- [Article]
I have an use case, where I have a file path which has "company_id" and "date". Have another s3 file where I need to delete data which is below year 2010 based on "company_id" and "date" of first file.
Second file has many columns including "company_id","date" and "year".
How this can be achieved , i tried this but not giving an error.
Tried :
val source="s3a://source_table"
val target="s3a://target_table"
val source_delta = DeltaTable.forPath(spark, source)
val target_delta = DeltaTable.forPath(spark, target)
target_delta .alias("a")
.merge(
source_delta .alias("b"),
condition=( ($"b.company_id" === $"a.company_id") and ($"b.data" === $"a.date") and ($"a.year" <= "2010") )
)
.whenMatched().delete()
.execute()
println("Done")
Error :
command-4296412619890660:18: error: overloaded method value merge with alternatives:
(source: org.apache.spark.sql.DataFrame,condition: org.apache.spark.sql.Column)io.delta.tables.DeltaMergeBuilder <and>
(source: org.apache.spark.sql.DataFrame,condition: String)io.delta.tables.DeltaMergeBuilder
cannot be applied to (io.delta.tables.DeltaTable, condition: org.apache.spark.sql.Column)
.merge(
^
You need to use dataframe as source not a delta table.
Use source like below.
import io.delta.tables._
val source_delta = DeltaTable.forName(spark, "src")
val target_delta = DeltaTable.forName(spark, "tar")
target_delta.alias("a").merge(
source_delta.toDF.alias("b"),
"b.company_id=a.company_id")
.whenMatched().delete().execute()
Matched company_id
are removed.
Before merge.
After merge.
Source having company id 3 and 4.

- [Stated goal a]
Tally the lines of the records that contain the string "bloom", and reply with only that number.
The records are unrelated to the thread.

- [Data listing]
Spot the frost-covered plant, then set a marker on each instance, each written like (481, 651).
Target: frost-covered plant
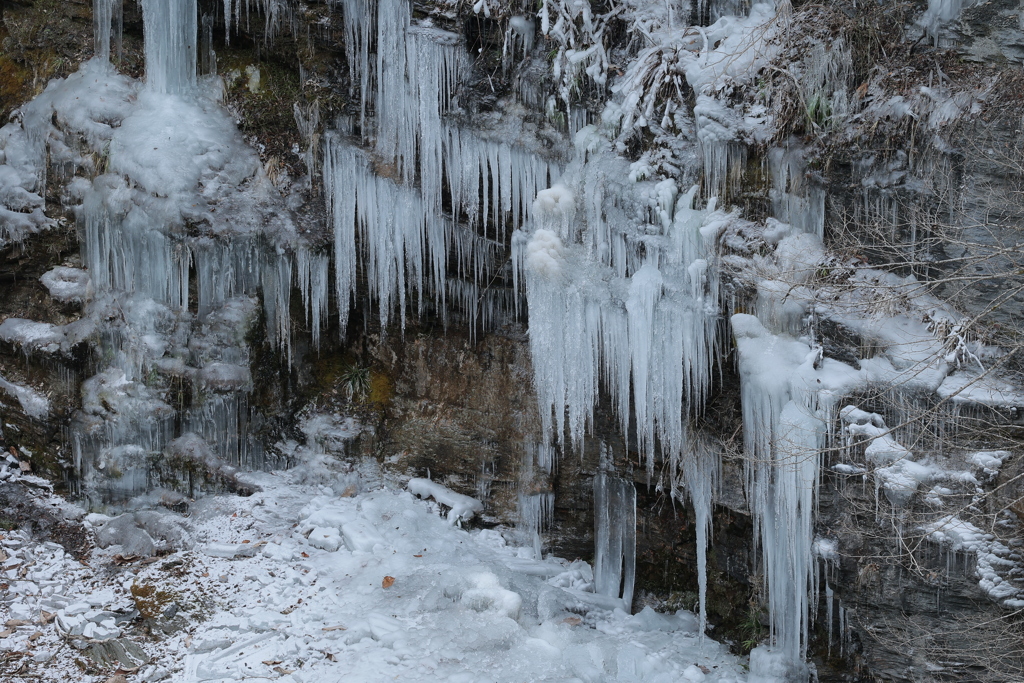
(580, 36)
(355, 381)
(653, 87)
* * *
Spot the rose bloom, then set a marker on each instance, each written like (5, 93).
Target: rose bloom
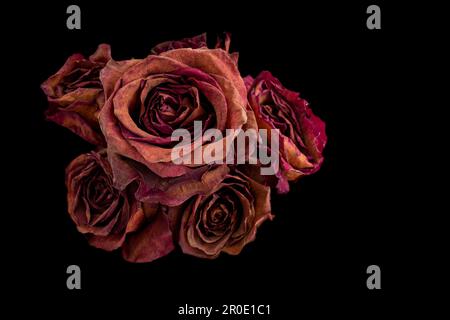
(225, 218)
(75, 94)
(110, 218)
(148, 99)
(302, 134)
* * *
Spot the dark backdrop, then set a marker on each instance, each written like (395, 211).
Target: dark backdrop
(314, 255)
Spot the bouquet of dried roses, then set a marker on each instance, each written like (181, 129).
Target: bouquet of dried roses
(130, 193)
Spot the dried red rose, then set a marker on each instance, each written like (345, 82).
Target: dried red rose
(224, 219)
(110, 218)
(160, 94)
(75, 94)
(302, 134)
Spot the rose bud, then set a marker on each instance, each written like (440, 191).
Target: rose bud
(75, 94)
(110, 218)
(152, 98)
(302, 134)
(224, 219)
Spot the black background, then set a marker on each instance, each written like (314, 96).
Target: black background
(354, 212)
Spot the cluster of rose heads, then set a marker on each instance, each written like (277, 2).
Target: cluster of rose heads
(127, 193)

- [Stated goal b]
Retype the passage of the thread word for word, beginning at the words "How this can" and stopping after "source_delta = DeltaTable.forPath(spark, source)".

- [Full response a]
2

- [Full response b]
How this can be achieved , i tried this but not giving an error.
Tried :
val source="s3a://source_table"
val target="s3a://target_table"
val source_delta = DeltaTable.forPath(spark, source)